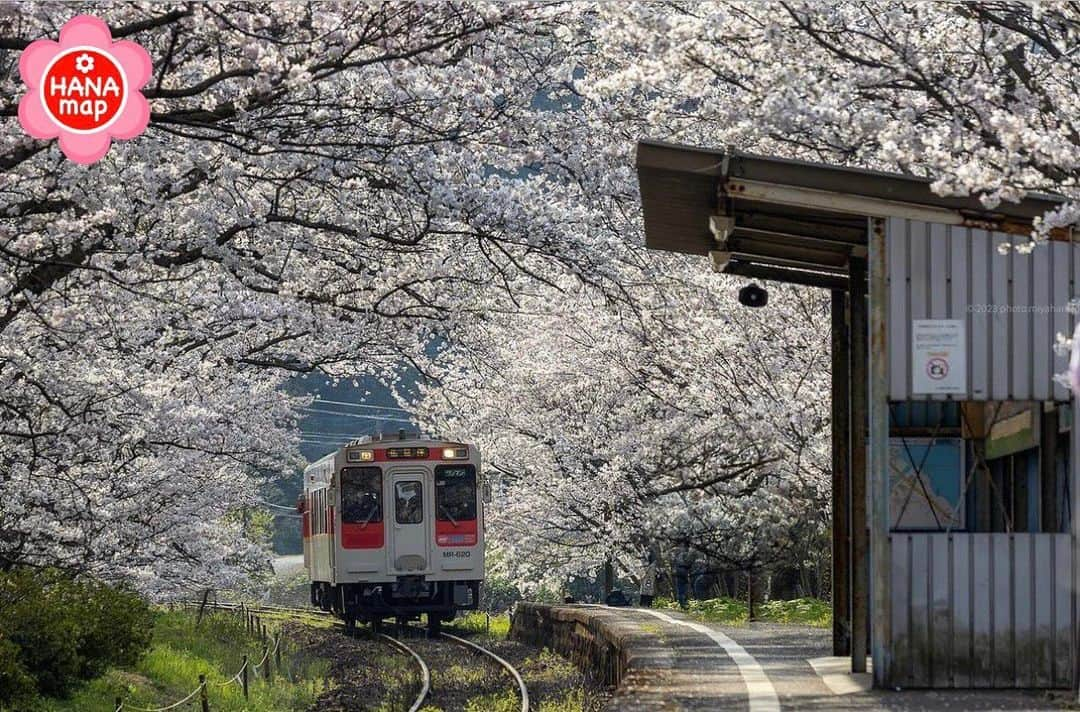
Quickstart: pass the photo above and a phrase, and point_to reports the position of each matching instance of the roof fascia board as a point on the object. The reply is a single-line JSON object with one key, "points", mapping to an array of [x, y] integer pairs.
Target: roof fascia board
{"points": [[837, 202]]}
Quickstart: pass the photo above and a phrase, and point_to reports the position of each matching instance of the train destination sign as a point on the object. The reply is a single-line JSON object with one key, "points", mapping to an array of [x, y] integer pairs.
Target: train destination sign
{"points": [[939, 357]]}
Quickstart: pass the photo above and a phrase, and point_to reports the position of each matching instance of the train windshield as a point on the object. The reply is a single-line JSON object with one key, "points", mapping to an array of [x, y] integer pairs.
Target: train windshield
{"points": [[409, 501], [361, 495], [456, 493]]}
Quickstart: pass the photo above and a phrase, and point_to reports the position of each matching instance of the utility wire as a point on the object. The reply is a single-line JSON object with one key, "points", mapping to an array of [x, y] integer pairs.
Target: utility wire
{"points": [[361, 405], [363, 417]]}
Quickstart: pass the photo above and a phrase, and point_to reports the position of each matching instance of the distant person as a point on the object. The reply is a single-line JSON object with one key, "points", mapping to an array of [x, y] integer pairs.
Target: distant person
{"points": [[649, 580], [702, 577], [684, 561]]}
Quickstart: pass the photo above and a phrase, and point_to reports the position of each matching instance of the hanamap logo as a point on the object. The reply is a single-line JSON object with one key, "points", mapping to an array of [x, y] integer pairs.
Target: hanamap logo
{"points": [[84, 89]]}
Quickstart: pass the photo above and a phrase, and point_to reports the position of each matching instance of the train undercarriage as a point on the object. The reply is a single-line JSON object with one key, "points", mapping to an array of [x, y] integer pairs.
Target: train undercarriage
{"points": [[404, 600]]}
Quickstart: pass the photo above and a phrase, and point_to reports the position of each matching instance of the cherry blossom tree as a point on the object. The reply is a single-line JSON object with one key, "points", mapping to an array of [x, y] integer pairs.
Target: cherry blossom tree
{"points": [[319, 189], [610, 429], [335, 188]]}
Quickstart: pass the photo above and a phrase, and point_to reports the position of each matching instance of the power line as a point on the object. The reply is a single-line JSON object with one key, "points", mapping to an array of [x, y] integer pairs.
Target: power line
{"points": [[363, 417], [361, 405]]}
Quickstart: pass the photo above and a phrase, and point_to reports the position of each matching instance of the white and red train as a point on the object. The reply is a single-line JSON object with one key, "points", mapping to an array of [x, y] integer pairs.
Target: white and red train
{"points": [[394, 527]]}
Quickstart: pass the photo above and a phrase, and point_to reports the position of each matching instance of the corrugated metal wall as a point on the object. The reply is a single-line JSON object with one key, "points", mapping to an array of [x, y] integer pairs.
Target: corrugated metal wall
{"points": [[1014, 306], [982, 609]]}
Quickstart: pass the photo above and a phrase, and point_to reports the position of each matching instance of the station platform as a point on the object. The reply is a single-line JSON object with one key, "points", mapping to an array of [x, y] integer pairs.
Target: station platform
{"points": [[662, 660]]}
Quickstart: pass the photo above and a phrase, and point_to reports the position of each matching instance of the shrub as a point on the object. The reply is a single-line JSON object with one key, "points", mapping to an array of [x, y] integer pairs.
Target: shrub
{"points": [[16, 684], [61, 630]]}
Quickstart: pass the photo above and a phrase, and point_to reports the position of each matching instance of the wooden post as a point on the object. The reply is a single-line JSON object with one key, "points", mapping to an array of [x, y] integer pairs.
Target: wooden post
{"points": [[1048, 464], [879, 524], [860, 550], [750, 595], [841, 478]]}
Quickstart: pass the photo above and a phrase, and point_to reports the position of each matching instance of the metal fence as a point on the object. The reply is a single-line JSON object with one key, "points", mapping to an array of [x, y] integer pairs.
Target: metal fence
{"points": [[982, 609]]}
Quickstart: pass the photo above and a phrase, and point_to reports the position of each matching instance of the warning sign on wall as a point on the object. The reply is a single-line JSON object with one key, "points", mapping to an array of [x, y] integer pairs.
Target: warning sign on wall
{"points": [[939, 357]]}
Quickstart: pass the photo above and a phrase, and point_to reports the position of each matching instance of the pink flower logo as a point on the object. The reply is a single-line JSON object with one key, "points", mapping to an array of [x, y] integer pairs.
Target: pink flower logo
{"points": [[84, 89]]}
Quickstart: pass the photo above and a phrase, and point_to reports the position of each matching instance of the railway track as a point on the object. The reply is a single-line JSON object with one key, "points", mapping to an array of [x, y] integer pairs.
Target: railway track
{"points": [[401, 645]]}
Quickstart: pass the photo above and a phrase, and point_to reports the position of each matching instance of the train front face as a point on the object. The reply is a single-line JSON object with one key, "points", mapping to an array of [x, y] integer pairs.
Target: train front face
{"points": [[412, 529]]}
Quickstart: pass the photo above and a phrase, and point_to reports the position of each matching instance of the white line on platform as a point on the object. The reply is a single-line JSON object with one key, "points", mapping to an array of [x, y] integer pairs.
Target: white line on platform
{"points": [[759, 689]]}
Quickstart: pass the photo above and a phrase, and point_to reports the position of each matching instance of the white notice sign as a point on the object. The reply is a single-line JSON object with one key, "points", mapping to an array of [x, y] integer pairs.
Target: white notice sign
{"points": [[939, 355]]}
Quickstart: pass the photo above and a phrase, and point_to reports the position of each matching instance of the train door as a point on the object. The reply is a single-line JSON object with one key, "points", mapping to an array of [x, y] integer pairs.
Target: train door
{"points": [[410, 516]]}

==========

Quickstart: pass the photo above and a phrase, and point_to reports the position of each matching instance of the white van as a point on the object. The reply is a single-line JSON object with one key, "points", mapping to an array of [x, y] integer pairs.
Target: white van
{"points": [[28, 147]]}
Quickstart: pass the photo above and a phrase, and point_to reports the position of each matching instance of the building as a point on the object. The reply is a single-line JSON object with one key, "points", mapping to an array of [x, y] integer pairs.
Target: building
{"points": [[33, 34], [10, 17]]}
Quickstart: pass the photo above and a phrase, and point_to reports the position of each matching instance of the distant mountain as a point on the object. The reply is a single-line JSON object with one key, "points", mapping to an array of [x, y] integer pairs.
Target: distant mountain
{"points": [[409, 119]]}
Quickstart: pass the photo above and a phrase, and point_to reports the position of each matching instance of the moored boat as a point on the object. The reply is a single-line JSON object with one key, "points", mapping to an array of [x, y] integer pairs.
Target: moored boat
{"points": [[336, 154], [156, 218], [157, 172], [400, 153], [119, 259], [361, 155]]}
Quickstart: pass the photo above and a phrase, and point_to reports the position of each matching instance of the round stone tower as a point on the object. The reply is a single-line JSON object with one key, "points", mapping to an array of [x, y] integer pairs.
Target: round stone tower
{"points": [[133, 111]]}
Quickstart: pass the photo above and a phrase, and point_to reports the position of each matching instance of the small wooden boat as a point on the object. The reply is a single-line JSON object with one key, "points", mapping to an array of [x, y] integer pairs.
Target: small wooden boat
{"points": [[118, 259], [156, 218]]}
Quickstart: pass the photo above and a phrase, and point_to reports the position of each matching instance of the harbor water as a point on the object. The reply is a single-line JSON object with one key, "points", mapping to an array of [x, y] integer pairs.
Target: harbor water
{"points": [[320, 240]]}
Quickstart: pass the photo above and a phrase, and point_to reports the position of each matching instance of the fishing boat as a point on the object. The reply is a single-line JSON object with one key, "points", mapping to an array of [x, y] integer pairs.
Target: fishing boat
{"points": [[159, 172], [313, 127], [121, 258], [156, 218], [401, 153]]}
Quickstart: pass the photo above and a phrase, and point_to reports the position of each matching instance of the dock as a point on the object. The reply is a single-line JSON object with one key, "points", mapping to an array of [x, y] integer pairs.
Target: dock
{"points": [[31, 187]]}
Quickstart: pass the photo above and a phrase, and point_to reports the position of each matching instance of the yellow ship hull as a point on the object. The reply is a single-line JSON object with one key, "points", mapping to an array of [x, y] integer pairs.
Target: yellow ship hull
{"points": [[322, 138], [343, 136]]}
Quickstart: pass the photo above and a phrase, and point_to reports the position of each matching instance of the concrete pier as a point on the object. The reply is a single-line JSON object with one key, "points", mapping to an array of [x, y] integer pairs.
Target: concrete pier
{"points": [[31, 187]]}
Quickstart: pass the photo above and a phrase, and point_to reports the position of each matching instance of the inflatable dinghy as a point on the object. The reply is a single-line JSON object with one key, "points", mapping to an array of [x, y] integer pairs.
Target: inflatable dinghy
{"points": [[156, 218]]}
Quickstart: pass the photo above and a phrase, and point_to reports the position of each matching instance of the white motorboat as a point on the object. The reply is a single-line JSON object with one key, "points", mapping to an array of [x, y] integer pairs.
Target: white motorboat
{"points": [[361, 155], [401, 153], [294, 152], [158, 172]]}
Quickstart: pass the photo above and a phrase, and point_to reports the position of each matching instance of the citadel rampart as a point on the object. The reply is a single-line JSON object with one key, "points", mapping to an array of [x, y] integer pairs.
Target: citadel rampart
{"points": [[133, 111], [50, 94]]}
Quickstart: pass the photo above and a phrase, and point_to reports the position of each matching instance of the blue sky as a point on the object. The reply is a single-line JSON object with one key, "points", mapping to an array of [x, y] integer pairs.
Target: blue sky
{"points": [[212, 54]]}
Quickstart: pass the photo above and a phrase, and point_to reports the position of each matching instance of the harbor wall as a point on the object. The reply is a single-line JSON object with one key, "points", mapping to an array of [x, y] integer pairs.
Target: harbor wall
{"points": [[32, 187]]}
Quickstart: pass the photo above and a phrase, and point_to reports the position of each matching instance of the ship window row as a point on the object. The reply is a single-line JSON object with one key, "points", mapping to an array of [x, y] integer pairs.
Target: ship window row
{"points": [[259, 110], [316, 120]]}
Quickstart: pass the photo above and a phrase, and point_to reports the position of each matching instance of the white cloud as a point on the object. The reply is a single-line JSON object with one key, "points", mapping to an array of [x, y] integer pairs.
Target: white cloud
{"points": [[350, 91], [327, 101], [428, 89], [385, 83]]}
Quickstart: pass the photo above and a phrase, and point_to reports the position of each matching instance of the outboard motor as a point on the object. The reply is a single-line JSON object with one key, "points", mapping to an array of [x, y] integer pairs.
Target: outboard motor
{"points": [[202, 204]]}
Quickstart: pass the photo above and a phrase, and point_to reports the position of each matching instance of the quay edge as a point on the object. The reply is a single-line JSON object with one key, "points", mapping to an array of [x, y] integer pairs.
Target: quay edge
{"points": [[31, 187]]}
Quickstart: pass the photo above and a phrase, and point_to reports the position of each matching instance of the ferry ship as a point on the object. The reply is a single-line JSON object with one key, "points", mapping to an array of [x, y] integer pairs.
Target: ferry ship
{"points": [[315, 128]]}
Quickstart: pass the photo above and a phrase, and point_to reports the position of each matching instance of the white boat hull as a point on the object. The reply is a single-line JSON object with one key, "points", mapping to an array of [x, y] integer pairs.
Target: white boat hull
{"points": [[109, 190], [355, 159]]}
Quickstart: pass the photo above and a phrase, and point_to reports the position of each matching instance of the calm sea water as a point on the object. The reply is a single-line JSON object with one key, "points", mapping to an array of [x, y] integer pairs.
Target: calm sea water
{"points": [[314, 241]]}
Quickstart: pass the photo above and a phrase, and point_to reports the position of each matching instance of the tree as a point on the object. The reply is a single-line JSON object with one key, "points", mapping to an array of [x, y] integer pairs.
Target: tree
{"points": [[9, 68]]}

==========

**Aim of the exercise**
List every line from the lines above that contains the string "blossom", copying each one in full.

**The completed task**
Quickstart: pass the photo above and a phrase, and point_to reports the position of each matching instance of the cherry blossom tree as a point on the object. The reply is a single-line JSON object with one key, "points", mapping to an array of [x, y] integer pairs.
Target: cherry blossom tree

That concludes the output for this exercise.